*** Opening of Data shown ***

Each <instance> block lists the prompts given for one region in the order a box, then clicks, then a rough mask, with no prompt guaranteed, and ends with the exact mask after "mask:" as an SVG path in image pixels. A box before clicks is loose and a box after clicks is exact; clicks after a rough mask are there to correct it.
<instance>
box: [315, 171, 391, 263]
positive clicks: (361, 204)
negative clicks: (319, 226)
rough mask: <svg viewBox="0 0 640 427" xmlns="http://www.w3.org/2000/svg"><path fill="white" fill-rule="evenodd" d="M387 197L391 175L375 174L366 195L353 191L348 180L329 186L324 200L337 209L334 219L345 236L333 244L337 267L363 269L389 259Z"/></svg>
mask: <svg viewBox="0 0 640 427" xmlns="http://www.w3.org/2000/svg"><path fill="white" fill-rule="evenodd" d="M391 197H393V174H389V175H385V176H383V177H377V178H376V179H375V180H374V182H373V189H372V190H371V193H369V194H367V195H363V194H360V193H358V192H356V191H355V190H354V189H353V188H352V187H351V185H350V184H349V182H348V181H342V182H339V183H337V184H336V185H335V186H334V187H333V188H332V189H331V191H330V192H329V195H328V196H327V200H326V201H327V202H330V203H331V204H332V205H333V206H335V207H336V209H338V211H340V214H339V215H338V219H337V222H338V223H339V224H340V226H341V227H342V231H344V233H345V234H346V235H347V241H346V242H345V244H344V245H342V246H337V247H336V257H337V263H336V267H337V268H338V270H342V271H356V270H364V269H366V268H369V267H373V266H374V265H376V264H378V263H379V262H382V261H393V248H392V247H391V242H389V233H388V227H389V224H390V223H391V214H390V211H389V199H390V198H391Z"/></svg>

*** Close of Data shown ***

What is expected: An exact transcript of all the records is the expected result.

Exercise answer:
Each <instance> block lists the prompts given for one region in the order a box, then clicks, then a rough mask, with no prompt guaranteed, and ends with the exact mask after "mask:" as an SVG path in image pixels. A box before clicks is loose and a box after clicks is exact; clicks after a rough mask are there to correct it.
<instance>
box: [315, 171, 391, 263]
positive clicks: (361, 204)
negative clicks: (319, 226)
rough mask: <svg viewBox="0 0 640 427" xmlns="http://www.w3.org/2000/svg"><path fill="white" fill-rule="evenodd" d="M387 197L391 175L375 174L366 195L353 191L348 180L329 186L324 200L337 209L334 219L345 236L333 244L337 267L363 269L389 259Z"/></svg>
mask: <svg viewBox="0 0 640 427" xmlns="http://www.w3.org/2000/svg"><path fill="white" fill-rule="evenodd" d="M391 197H393V174H389V175H385V176H383V177H377V178H376V179H375V180H374V182H373V189H372V190H371V193H369V194H367V195H363V194H360V193H358V192H356V191H355V190H354V189H353V188H352V187H351V185H350V184H349V182H348V181H342V182H339V183H337V184H336V185H335V186H334V187H333V188H332V189H331V191H330V192H329V195H328V196H327V200H326V201H327V202H330V203H331V204H332V205H333V206H335V207H336V209H338V211H340V214H339V215H338V219H337V222H338V223H339V224H340V226H341V227H342V231H344V233H345V234H346V235H347V241H346V242H345V244H344V245H342V246H337V247H336V257H337V263H336V267H337V268H338V270H342V271H356V270H364V269H366V268H369V267H373V266H374V265H376V264H378V263H379V262H382V261H393V248H392V247H391V242H389V233H388V227H389V224H390V223H391V214H390V211H389V199H390V198H391Z"/></svg>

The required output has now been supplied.